» Source text
%%

The Pragmatic Engineer Podcast: How AI is Changing Software Engineering at Shopify
Guest: Farhan Thawar, Head of Engineering, Shopify
Host: Gergely Orosz
Date: July 2, 2025
Location: LDX3, London
Overview
In this engaging live episode, Gergely Orosz sits down with Farhan Thawar to uncover how Shopify has reshaped its tech culture and operations by going “all in” on AI. The conversation tackles practical implementation, leadership philosophy, AI tool adoption (for engineers and non-engineers alike), organizational changes, and the real cultural impacts of “AI-first” thinking at scale.
This episode is invaluable for software engineers, tech leads, and engineering leaders who want an inside look at how a major tech company manages the transformative impact of AI, both technically and culturally.

%%

» Assignment
Extract the Shopify podcast summary, copying everything from "This episode is" down to "technically and culturally.". Rely only on the podcast summary above.

» Material provided
%%

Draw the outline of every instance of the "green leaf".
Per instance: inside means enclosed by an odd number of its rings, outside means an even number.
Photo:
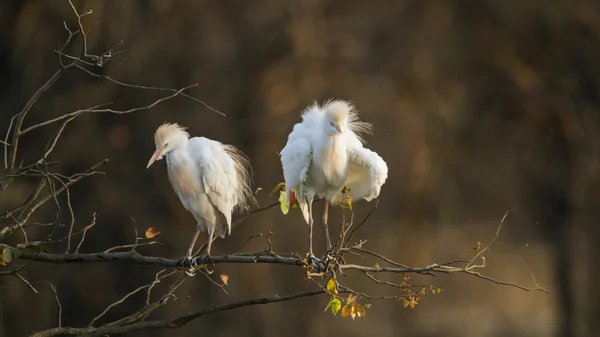
[[[12,261],[12,248],[6,247],[2,250],[2,259],[6,263],[10,263]]]
[[[290,205],[288,205],[285,191],[279,192],[279,207],[281,208],[281,213],[284,215],[290,211]]]
[[[275,192],[277,192],[277,190],[279,190],[280,188],[283,188],[285,190],[285,183],[283,181],[277,184],[277,186],[275,186],[275,188],[269,194],[269,198],[272,197],[273,194],[275,194]]]
[[[340,302],[340,300],[338,300],[337,298],[332,300],[331,302],[331,312],[333,312],[333,315],[337,315],[338,311],[340,311],[340,309],[342,308],[342,302]]]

%%

» Output for this exercise
This episode is invaluable for software engineers, tech leads, and engineering leaders who want an inside look at how a major tech company manages the transformative impact of AI, both technically and culturally.